Immigration and Britain

Michael Blowhard writes:

Dear Blowhards --

Britain is experiencing the highest levels of immigration in its history. Nearly five times as many people are immigrating per year now than when Labour took office in 1997. Meanwhile, large numbers of Britons are leaving their native country to move elsewhere. Coincidence?



posted by Michael at November 7, 2006


Ummm, I don't think it's New Labour. The British economy has been doing just fine. In fact, I bet that's what's behind a lot of the moves. It's the combination of real estate boom, the overvalued pound, the EU, and cheap transport in Europe. Seriously. Combine all those and you get the following scenario: British person sells his valuable house, trades his pounds for huge numbers of Euros, then moves away from his nasty, cold, wet country to buy a nice cheap cottage in a warm sunny place in Southern Europe. Returns a couple of times a year using incredibly cheap Ryanair flights (I recently flew from Southern France to London for $20 one way). Visit Spain, France, or Italy and check out the entire villages full of expatriot Britishers if you don't believe me. It's the next British invasion. En route to anywhere warm, mate!

Posted by: MQ on November 7, 2006 1:53 AM

No role, then, for Labour govt dismantling all our immigration controls?

Posted by: dearieme on November 7, 2006 3:19 PM

Whoops, I misunderstood the original post. I thought it dealt only with emigration -- Britons leaving the home country to live elsewhere. Stupid misunderstanding.

Yeah, for immigration obviously government policy has a lot to do with it. Perhaps it contributes to outmigration as well, although as I said I think the combination of the EU and the real estate boom / overvalued pound are impacting that as well.

Posted by: MQ on November 7, 2006 4:45 PM

Here's the strangest part of the article:

"Nearly 70,000 arrivals came from the Old Commonwealth - Australia, Canada, New Zealand and South Africa - and 121,000 from other Commonwealth countries in 2005, today's report showed."

South Africa, that I can understand. But why would anyone emigrate to the U.K. from Australia, Canada, and New Zealand, places with a far better quality of life?

I guess it's people who want to live in a country that now leads the world in ... no, it can't be spoken.

Posted by: Rick Darby on November 7, 2006 5:53 PM

Rick, those people from the Old Commonwealth are for the most part not long-term immigrants. They are mostly people in their early twenties from South Africa (mostly whites), NZ, and Australia (not many Canadians seem to come over), who come to Britain (London, mainly) on two-year visas to work and party. Since they notoriously live stacked ten to a house, they can work in pubs (the 'Ozzie barman' is a famous stereotype, only now being shoved out by the newly-minted 'Polish barman') and still afford to spend large amounts of money on drink, drugs, and travel around Europe, while still being able to brind some home at the end of it (the pound being so much stronger than the either the Ozzie or Kiwi dollar or the Rand).

# Directions
1 - In the immigration discussion, how much did MQ pay for a recent one-way flight from Southern France to London?
2 - Rewrite the part of the immigration discussion starting at "I guess it's" and ending at "or the Rand).", swapping "pubs" for "bars".

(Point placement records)
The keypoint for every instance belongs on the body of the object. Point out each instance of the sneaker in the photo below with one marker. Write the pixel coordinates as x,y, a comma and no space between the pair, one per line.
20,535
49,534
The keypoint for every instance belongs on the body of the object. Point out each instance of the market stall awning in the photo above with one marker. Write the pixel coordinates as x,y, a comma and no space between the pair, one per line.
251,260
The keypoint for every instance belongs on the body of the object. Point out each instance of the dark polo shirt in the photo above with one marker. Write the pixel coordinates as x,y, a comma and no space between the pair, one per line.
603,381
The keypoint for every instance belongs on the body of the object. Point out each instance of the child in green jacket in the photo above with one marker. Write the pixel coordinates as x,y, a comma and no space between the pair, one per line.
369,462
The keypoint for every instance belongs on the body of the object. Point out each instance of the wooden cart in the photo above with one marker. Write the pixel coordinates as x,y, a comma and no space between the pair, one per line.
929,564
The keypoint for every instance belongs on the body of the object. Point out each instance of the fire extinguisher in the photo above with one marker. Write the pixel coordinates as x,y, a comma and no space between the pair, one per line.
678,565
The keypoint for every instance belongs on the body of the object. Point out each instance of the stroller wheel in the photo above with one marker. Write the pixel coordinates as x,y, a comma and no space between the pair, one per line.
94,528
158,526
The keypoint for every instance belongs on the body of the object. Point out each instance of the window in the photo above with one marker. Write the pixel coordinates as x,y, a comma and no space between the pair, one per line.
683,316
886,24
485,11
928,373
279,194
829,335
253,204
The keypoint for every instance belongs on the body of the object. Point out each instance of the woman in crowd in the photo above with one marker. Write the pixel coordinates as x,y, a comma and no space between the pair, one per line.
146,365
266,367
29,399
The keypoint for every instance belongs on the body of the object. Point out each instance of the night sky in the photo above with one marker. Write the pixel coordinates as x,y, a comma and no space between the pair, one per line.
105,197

# Solved problems
1 - $20

2 -
I guess it's people who want to live in a country that now leads the world in ... no, it can't be spoken.

Posted by: Rick Darby on November 7, 2006 5:53 PM

Rick, those people from the Old Commonwealth are for the most part not long-term immigrants. They are mostly people in their early twenties from South Africa (mostly whites), NZ, and Australia (not many Canadians seem to come over), who come to Britain (London, mainly) on two-year visas to work and party. Since they notoriously live stacked ten to a house, they can work in bars (the 'Ozzie barman' is a famous stereotype, only now being shoved out by the newly-minted 'Polish barman') and still afford to spend large amounts of money on drink, drugs, and travel around Europe, while still being able to brind some home at the end of it (the pound being so much stronger than the either the Ozzie or Kiwi dollar or the Rand).